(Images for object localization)
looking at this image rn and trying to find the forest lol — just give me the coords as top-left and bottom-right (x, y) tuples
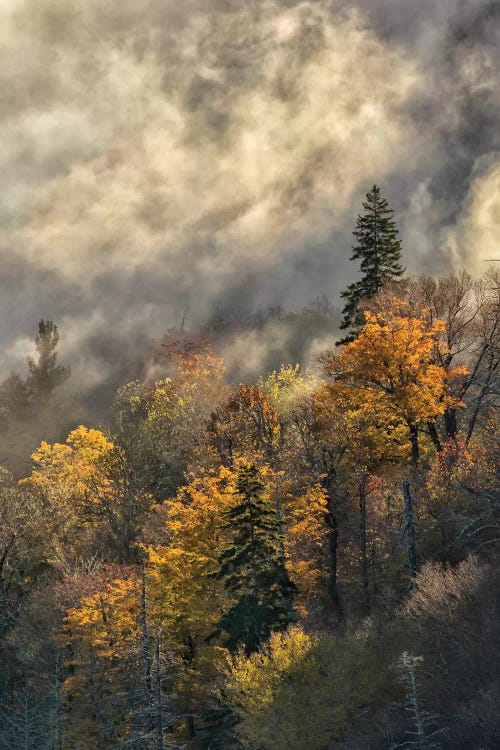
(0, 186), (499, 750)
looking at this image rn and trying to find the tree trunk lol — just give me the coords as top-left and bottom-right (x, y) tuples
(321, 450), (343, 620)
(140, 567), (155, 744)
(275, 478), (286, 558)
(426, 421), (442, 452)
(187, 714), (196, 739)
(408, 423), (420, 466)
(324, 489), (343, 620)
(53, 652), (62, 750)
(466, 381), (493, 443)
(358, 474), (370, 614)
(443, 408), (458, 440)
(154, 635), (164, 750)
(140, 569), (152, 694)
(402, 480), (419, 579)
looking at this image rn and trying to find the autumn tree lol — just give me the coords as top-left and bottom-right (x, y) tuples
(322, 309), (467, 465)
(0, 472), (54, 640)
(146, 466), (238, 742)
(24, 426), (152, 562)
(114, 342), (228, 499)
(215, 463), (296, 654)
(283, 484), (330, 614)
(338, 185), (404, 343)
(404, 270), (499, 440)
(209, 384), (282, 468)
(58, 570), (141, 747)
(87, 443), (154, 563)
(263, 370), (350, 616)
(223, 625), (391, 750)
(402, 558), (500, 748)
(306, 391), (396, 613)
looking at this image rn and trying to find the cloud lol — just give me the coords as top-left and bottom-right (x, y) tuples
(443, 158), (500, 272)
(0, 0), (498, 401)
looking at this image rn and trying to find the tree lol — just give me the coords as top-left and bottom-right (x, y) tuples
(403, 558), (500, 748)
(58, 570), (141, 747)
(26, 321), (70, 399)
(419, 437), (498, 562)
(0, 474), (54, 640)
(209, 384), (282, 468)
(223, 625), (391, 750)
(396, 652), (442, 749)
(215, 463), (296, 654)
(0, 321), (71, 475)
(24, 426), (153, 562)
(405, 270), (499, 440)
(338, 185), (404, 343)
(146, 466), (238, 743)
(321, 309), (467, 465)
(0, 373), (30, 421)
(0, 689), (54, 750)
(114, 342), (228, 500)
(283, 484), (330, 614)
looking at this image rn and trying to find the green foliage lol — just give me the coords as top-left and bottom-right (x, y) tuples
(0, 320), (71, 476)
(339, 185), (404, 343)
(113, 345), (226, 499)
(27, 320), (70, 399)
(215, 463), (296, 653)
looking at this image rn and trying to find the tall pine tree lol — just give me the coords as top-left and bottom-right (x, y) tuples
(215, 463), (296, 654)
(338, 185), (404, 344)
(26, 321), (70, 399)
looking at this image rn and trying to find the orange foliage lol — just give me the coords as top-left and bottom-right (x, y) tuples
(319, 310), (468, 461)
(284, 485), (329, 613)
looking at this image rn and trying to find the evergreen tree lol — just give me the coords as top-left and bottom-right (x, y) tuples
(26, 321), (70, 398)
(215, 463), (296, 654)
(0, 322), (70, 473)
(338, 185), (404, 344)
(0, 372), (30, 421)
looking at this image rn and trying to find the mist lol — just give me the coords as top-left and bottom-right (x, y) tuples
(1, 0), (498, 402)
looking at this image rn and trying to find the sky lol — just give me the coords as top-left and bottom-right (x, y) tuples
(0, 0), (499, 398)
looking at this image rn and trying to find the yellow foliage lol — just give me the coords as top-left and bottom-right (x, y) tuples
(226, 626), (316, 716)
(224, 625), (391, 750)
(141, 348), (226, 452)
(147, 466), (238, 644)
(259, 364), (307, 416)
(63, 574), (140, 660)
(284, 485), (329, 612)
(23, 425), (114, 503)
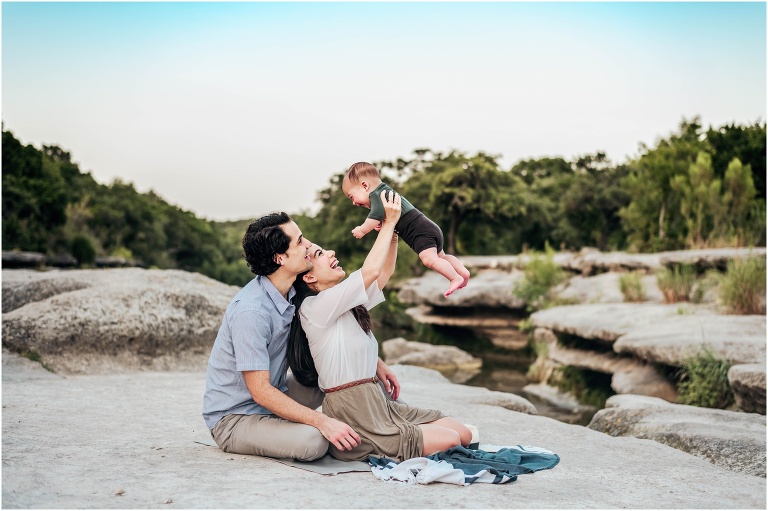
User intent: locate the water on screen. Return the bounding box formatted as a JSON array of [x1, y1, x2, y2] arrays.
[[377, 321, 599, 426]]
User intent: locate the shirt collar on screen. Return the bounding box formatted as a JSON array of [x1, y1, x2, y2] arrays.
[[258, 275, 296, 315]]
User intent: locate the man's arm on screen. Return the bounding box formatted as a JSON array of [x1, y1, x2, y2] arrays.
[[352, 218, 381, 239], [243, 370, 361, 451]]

Task instructions. Once the pictures are set aside, repeat each entry exactly as it stands.

Written solution.
looking at this image rn and trying to find the forest lol — just give me the coords as top-left and bottom-right (x, y) tuples
(0, 186), (499, 750)
looking at this image rn and trying to find the tree trunk lol — just give me the coords as top-left and bottom-right (x, y) tuples
(321, 450), (343, 620)
(140, 567), (155, 744)
(275, 478), (286, 558)
(426, 421), (442, 452)
(187, 714), (196, 739)
(408, 423), (420, 466)
(324, 489), (343, 620)
(53, 652), (62, 750)
(466, 381), (493, 443)
(358, 474), (370, 614)
(443, 408), (458, 440)
(154, 635), (164, 750)
(140, 569), (152, 694)
(402, 480), (419, 579)
looking at this image rn and trying to find the autumn tree lol — just give me the coords as top-left and bottom-right (x, y) tuples
(322, 309), (467, 465)
(0, 472), (54, 640)
(146, 466), (238, 742)
(24, 426), (152, 562)
(114, 342), (228, 499)
(215, 463), (296, 654)
(283, 484), (330, 614)
(338, 185), (404, 343)
(404, 270), (499, 440)
(209, 384), (282, 468)
(58, 570), (141, 747)
(87, 443), (154, 563)
(263, 370), (350, 616)
(223, 625), (391, 750)
(402, 558), (500, 748)
(306, 391), (396, 613)
looking at this image rn and trying to find the cloud lol — just give me the coords as top-left and bottom-right (x, y) tuples
(443, 158), (500, 272)
(0, 0), (498, 401)
looking at this image rn and trying to find the tree lol — just give me the coords as top-left and bottom-right (x, y) tuples
(403, 558), (500, 748)
(58, 570), (141, 747)
(26, 321), (70, 399)
(419, 437), (498, 562)
(0, 474), (54, 640)
(209, 384), (282, 468)
(223, 625), (391, 750)
(396, 652), (442, 749)
(215, 463), (296, 654)
(0, 321), (71, 475)
(24, 426), (153, 562)
(405, 270), (499, 440)
(338, 185), (404, 343)
(146, 466), (238, 743)
(321, 309), (467, 465)
(0, 373), (30, 421)
(0, 689), (54, 750)
(114, 342), (228, 500)
(283, 484), (330, 614)
looking at this image rn and trying to find the green foliage lol — just give me the coords as top-left and bottom-right (x, y) tuples
(0, 320), (71, 476)
(339, 185), (404, 343)
(113, 345), (226, 499)
(27, 320), (70, 399)
(215, 463), (296, 653)
looking at this image rn and trying to find the tall pine tree lol — just give me the coords as top-left and bottom-right (x, y) tuples
(215, 463), (296, 654)
(338, 185), (404, 344)
(26, 321), (70, 399)
looking at this image rn and trying to find the orange foliage lol — just give me the coords as top-left and bottom-right (x, y) tuples
(319, 310), (468, 461)
(284, 485), (329, 613)
looking at this image rn and trying to find the evergreen tree lol — just give me the coords as top-left and bottom-right (x, y) tuples
(26, 321), (70, 398)
(215, 463), (296, 654)
(0, 322), (70, 473)
(338, 185), (404, 344)
(0, 372), (30, 421)
looking at this image rn and trying to find the mist lol — just give me the coords as top-left and bottom-right (x, y) tuples
(1, 0), (498, 402)
looking at this image rn and trying to find the sky lol — just give me the coords as top-left and bottom-right (x, y) tuples
(0, 0), (499, 398)
looking at this image rn and trying to find the yellow foliage lol — just give me the coords as top-left and bottom-right (x, y) tuples
(226, 626), (316, 716)
(224, 625), (391, 750)
(141, 348), (226, 452)
(147, 466), (238, 644)
(259, 364), (307, 416)
(63, 574), (140, 660)
(284, 485), (329, 612)
(23, 425), (114, 503)
User intent: locate the water on screen. Return the bounding box formatted as a JSON array of [x1, y1, x2, y2] arrays.
[[377, 321, 599, 426]]
User intent: locate the shirt collar on screen. Return the bounding box formatted as a JSON array of [x1, y1, x2, y2] arrays.
[[258, 275, 296, 315]]
User intent: locate the man's arm on screen. Return the bounding box formatted as a JSON array of [x1, y1, x2, y2] arrays.
[[352, 218, 381, 239], [243, 370, 361, 451]]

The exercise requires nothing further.